┌──

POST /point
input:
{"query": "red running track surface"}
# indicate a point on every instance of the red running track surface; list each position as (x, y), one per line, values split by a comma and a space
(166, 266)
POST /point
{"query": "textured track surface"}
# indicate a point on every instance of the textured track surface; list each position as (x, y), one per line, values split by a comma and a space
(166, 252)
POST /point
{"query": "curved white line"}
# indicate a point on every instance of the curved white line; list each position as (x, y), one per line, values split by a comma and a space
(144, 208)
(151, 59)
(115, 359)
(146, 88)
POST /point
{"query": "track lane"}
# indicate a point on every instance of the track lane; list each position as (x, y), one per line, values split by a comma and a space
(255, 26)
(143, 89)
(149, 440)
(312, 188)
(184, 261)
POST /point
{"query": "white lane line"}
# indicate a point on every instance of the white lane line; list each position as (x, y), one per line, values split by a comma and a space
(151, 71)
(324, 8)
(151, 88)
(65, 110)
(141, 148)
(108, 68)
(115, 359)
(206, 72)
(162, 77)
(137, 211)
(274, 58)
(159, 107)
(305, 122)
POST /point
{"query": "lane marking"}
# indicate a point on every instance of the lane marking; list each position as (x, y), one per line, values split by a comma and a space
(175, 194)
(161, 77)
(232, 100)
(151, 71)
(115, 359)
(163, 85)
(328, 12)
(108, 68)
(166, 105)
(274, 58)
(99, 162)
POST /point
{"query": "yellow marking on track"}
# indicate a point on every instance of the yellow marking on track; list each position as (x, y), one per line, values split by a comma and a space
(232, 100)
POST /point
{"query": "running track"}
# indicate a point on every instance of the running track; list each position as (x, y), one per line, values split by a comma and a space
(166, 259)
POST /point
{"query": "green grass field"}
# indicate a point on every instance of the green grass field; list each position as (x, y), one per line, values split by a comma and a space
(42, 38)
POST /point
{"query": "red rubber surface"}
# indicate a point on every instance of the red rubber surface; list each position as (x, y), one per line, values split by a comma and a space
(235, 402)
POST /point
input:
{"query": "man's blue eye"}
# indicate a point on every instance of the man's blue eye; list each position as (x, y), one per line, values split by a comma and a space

└──

§ **Task objective**
Reproduce each entry above exactly, keeping every word.

§ **Finished task**
POST /point
input:
{"query": "red running track surface"}
# indicate a point on every instance of the red running track surface; list each position as (x, y), one per line, values split by a comma and a space
(166, 266)
POST /point
{"query": "textured track surface"}
# indicate a point on every instance of the textured track surface; list each position as (x, y), one per line, values split by a comma and a space
(166, 252)
POST /point
{"query": "curved white line"}
# indicate a point on every instance of the curved white line; list each position as (x, y), one per line, values split by a comma and a space
(144, 208)
(151, 59)
(115, 359)
(146, 88)
POST /point
{"query": "track lane"}
# indicate a point on every instance of the track lane; list each position as (x, y), one per line, values split by a comma and a space
(255, 26)
(143, 89)
(149, 440)
(312, 188)
(184, 261)
POST /point
{"query": "white lane line"}
# indicate a point on every instance of the white lane line; list each position as (x, y), one per line, values split by a comma and a space
(151, 71)
(324, 8)
(151, 88)
(65, 110)
(141, 148)
(108, 68)
(115, 359)
(206, 72)
(162, 77)
(137, 211)
(274, 58)
(159, 107)
(305, 122)
POST /point
{"query": "lane marking"}
# indicate a point on every instance of the lane marking; list each position as (x, y), one per line, values split by a comma and a space
(175, 194)
(161, 77)
(232, 100)
(151, 71)
(115, 359)
(163, 85)
(328, 12)
(108, 68)
(166, 105)
(274, 58)
(99, 162)
POST /point
{"query": "yellow marking on track"}
# indicate a point on every instance of the yellow marking on track; list each position as (x, y), one per line, values split by a comma and a space
(232, 100)
POST /point
{"query": "running track"}
# indicate a point on every instance of the running track; list each position as (x, y), one per line, values split by a comma and a space
(166, 259)
POST /point
{"query": "green grass field"}
# indicate a point on every instance of the green grass field; list each position as (x, y), one per line, values split by a comma and a space
(42, 38)
POST /point
{"query": "red rubber surface"}
# indicate a point on every instance of the red rubber surface; list each position as (x, y), one per line, values split by a comma and a space
(235, 402)
POST /point
input:
{"query": "man's blue eye"}
# indicate a point on every instance of the man's blue eye; list each position as (x, y), one per line, values split by a comma and a space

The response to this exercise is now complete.